## WHAT TO DO
Could the lines from the one with "point: concrete bridge" through the end of the listing be restated exactly, with nothing else included?

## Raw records
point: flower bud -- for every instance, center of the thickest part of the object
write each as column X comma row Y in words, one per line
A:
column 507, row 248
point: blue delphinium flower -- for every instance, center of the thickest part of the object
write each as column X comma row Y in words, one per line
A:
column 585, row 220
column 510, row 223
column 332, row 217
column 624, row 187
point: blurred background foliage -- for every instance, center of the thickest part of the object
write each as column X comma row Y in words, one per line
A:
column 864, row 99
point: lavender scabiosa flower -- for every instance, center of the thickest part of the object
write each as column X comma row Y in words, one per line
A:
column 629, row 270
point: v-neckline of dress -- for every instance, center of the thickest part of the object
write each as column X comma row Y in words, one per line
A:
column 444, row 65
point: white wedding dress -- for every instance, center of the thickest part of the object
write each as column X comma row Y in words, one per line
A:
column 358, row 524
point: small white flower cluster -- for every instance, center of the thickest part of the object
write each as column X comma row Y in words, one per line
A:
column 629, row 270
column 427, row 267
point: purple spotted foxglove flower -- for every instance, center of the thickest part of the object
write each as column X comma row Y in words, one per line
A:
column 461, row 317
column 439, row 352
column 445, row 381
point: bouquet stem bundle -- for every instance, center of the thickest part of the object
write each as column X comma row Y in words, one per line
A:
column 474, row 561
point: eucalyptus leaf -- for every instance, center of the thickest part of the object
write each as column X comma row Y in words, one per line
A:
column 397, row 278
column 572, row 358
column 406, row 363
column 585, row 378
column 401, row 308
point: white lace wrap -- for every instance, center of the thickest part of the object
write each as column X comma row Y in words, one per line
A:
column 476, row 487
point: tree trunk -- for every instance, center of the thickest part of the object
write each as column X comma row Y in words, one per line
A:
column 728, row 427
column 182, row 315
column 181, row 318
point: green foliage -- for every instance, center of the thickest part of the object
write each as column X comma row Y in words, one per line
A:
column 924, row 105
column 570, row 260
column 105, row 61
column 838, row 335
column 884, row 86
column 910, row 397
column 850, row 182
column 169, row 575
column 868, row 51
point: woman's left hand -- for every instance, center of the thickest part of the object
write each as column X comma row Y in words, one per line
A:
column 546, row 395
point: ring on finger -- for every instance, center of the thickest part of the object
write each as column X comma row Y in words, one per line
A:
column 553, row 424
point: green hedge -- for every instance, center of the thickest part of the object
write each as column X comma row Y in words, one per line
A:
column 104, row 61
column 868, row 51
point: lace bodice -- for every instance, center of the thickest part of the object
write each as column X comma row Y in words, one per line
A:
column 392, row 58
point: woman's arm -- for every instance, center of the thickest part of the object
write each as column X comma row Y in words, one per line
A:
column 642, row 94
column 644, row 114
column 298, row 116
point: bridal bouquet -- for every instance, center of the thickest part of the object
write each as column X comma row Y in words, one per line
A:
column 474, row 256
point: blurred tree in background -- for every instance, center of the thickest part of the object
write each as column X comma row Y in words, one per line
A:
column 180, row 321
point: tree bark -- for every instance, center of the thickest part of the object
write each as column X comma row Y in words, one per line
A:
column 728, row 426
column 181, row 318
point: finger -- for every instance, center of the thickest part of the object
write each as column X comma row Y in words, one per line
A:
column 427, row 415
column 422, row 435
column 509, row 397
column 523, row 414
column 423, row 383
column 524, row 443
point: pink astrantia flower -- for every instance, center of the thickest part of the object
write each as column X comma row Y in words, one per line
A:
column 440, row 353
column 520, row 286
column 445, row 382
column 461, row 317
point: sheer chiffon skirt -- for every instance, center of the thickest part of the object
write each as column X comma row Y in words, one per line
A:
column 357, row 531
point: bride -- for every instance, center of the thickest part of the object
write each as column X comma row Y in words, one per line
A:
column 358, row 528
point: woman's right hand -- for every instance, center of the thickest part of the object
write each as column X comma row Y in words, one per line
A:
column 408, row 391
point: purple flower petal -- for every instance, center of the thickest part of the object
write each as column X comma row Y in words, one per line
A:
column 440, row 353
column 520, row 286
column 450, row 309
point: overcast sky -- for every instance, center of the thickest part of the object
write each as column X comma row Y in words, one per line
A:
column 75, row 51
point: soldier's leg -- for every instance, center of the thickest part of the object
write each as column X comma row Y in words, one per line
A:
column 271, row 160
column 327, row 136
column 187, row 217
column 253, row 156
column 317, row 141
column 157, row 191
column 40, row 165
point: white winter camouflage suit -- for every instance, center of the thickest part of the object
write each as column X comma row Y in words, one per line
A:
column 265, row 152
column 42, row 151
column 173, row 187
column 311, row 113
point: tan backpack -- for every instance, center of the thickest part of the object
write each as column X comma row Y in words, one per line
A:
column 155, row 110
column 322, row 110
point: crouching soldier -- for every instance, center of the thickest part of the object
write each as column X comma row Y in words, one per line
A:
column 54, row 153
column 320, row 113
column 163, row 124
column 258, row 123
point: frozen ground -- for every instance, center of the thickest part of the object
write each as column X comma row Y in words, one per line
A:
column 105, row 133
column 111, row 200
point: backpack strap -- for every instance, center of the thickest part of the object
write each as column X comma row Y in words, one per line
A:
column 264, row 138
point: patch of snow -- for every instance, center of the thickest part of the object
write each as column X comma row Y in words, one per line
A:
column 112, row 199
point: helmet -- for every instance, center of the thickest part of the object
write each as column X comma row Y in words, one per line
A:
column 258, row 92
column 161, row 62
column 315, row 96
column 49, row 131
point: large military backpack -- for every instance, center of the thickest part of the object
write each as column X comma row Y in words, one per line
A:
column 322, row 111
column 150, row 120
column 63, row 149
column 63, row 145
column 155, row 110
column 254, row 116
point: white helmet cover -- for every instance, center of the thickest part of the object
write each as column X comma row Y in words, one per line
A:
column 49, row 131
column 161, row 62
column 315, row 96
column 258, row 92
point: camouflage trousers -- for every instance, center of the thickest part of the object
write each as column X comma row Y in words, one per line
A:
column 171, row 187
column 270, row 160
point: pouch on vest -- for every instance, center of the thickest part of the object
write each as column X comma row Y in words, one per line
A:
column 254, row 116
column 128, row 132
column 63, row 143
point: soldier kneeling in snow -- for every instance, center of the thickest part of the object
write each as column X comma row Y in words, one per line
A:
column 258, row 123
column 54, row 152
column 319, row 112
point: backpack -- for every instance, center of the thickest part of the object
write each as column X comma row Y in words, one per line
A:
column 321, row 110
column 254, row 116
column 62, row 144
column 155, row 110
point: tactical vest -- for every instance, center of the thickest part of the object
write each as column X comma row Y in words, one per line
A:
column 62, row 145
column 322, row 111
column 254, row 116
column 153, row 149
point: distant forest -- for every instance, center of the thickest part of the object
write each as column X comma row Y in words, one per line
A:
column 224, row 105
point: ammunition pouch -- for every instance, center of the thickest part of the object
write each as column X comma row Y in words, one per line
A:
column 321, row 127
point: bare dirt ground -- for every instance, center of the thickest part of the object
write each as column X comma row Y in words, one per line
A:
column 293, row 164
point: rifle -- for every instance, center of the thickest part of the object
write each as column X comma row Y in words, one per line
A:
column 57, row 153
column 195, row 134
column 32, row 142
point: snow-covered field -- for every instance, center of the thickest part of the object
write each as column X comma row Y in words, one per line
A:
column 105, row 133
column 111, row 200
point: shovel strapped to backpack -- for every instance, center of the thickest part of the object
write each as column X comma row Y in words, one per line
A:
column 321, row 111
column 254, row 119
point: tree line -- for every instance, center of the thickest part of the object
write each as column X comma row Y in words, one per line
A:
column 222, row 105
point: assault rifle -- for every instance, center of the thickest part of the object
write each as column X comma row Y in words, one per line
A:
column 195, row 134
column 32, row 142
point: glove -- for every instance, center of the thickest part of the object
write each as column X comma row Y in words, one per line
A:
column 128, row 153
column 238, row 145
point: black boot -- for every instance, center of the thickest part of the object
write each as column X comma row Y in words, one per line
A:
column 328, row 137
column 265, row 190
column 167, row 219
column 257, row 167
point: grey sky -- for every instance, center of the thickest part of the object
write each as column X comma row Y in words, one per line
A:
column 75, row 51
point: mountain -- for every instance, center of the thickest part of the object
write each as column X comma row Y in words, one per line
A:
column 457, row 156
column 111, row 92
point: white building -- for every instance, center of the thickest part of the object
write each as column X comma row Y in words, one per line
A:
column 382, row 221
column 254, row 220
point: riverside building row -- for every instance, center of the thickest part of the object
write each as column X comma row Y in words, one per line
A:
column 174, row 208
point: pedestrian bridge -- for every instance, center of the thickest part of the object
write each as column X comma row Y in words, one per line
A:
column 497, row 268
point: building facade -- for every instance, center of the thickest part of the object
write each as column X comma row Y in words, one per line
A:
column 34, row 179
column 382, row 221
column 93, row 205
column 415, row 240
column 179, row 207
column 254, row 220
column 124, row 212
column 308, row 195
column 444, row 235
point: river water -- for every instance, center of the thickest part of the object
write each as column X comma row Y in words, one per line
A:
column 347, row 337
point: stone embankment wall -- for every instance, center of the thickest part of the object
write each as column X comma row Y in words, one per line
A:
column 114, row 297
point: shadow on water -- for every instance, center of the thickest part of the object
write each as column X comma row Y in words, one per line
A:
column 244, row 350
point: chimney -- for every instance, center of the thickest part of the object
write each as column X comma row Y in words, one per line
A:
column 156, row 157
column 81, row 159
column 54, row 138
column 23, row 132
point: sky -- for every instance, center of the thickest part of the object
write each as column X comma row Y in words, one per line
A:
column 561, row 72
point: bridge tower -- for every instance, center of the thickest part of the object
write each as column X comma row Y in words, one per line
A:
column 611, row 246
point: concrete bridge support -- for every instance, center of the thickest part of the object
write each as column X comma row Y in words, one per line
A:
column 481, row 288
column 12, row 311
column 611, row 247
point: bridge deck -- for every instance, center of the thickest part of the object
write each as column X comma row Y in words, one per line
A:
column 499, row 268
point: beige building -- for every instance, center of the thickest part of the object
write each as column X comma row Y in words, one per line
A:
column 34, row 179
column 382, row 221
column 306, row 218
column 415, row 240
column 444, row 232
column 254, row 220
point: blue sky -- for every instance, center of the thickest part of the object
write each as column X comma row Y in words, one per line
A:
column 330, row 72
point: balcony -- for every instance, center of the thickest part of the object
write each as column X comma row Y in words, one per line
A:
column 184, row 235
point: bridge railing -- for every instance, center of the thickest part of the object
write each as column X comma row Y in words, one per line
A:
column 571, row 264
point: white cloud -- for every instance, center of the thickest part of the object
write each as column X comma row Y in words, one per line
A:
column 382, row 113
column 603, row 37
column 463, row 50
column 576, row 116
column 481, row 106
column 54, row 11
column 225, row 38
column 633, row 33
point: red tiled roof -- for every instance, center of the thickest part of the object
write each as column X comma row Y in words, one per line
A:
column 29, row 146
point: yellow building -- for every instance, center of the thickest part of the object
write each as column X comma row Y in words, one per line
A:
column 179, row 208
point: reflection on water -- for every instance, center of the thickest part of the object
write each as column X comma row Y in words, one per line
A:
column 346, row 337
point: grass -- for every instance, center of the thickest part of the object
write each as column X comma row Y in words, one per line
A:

## RIGHT ANSWER
point: concrete bridge support -- for every instance, center of the thickest part of the object
write each as column X comma row Y in words, one per line
A:
column 481, row 288
column 12, row 311
column 611, row 247
point: bridge deck -- for every instance, center of the thickest part of the object
write each as column X comma row Y in words, one per line
A:
column 499, row 268
point: beige building -- for every instance, center of the thickest part of the object
write each as column X comma row Y in words, one per line
A:
column 34, row 179
column 382, row 221
column 306, row 218
column 415, row 240
column 444, row 232
column 254, row 220
point: blue sky -- for every instance, center of the thickest part of the object
write each as column X comma row Y in words, one per line
A:
column 330, row 72
point: balcony -- for every instance, center of the thickest part of the object
write each as column X comma row Y in words, one per line
A:
column 184, row 235
point: bridge railing -- for every instance, center of the thickest part of the object
write each as column X comma row Y in words, one per line
A:
column 571, row 264
point: white cloud -- for every instance, center of the thickest part of the object
write each as column X comma row Y in words, one per line
A:
column 382, row 113
column 603, row 37
column 463, row 50
column 576, row 116
column 481, row 106
column 54, row 11
column 225, row 38
column 633, row 33
point: red tiled roof -- for every instance, center of the thickest part of the object
write each as column X comma row Y in words, one per line
A:
column 29, row 146
point: yellow building -- for every instance, center of the thickest part of the object
write each as column X comma row Y in words, one per line
A:
column 179, row 208
point: reflection on water -- for every instance, center of the thickest part of the object
write each as column X comma row Y in words, one per line
A:
column 346, row 337
point: grass -- for every instance, center of the thickest part of the object
write each as column X comma row Y in words, one per line
A:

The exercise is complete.